*Objectives*
- a) In the Hall of Fame profile below, at what age did Lee Edison Hansel, Jr. win the National Archery Association Intermediate Boys national championships?
- b) From the Hall of Fame profile below, write out the passage starting with "His success in" and going on through "Hansel from childhood.".

*Excerpted passage*
━━━━━━
Career Highlights
Archery
1962: National Archery Association Intermediate Boys national champion.
1962: Boys 15-18 Age Group National Tournament champion
1963: State Indoor Championships, second place
1965: Southern Archery Association champion.
Lee Edison Hansel, Jr.
Bullseye.
Lee Edison Hansel reached life’s target on his own terms.
Archery, from the Latin word arcus, meaning bow, has been used for hunting and combat dating to 10,000 BC.
In the United States, the National Archery Association was created in 1879; archery has been an Olympic sport since 1972.
Lee Edison Hansel, Jr., of Mount Holly and, later, Charlotte, competed for the Gaston Archers Club and won the National Archery Association Intermediate Boys national championships at age 16, in 1962, and the Boys 15-18 age group National Archery Tournament in Oakbrook Park, Ill. He was second in the State Indoor Championships in Winston-Salem in 1963 and won the Southern Archery Association championship in a two-day tournament in Stone Mountain, Ga., in 1965.
His success in the sport makes Mr. Hansel, who passed away last October at age 78, a 2024 inductee in the Mount Holly Sports Hall of Fame.
He is the Hall’s only member to have won an individual national championship.
“Ed was brilliant,” says Eddie Wilson, secretary of the Hall of Fame, who remembers Mr. Hansel from childhood.
“He was voted Most Likely to Succeed in his class,” says Patsy Hansel, his sister. “He was the smartest one. When you grow up with someone, you don’t think of them as brilliant; they’re just your brother. He was certainly good at whatever he did.”
“Ed became a national champion and earned the highest award in Scouting, and set an excellent example for all with whom he came in contact,” says Patsy’s longtime friend Caroline Bailey. “He accomplished more in that brief time than many do in a lifetime. Everything he attempted in high school and as a young man, he was successful.”
━━━━━━
*Excerpted records*
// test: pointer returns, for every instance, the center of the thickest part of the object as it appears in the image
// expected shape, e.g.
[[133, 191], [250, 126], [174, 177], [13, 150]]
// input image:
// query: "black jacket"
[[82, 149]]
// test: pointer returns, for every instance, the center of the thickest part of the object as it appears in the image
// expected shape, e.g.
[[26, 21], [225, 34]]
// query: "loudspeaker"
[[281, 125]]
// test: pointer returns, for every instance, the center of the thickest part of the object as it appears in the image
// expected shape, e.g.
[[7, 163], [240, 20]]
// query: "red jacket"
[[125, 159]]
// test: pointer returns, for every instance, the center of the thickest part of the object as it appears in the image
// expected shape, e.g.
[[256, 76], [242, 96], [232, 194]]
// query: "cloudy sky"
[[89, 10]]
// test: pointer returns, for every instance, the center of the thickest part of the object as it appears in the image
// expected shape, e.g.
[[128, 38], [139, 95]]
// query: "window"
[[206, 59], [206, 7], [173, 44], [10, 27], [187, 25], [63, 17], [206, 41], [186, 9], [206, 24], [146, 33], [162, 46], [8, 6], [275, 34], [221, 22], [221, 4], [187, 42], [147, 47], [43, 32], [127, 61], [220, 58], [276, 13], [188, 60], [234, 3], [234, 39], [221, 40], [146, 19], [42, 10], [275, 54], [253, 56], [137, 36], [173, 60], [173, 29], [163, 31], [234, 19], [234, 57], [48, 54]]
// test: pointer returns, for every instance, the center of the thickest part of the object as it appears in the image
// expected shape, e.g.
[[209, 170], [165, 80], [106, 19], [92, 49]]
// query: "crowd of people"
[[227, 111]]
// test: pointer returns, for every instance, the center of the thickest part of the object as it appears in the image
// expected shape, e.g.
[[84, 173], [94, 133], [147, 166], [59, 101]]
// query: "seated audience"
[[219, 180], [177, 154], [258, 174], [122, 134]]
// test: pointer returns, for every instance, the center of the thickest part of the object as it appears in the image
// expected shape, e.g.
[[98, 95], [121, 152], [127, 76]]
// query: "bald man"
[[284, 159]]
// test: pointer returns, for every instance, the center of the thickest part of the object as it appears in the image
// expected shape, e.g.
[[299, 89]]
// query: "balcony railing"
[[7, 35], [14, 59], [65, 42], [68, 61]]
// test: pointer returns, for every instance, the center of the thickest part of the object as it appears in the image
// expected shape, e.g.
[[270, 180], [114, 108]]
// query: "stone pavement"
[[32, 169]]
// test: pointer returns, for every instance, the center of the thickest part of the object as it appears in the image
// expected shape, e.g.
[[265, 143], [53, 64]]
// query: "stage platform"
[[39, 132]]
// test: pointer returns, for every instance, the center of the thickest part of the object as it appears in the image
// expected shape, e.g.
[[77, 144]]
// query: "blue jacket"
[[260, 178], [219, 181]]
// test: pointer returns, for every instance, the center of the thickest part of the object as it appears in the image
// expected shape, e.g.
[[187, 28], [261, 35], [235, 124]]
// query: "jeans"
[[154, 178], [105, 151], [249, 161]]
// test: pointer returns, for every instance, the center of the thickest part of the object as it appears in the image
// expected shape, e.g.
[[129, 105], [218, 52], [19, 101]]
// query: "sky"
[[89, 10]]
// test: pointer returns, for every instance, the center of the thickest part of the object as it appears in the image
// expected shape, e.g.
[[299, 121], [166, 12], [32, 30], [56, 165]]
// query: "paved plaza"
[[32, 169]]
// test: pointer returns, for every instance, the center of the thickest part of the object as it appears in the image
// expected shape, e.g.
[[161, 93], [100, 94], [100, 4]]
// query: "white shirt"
━━━━━━
*In response*
- a) At age 16, in 1962.

- b)
His success in the sport makes Mr. Hansel, who passed away last October at age 78, a 2024 inductee in the Mount Holly Sports Hall of Fame.
He is the Hall’s only member to have won an individual national championship.
“Ed was brilliant,” says Eddie Wilson, secretary of the Hall of Fame, who remembers Mr. Hansel from childhood.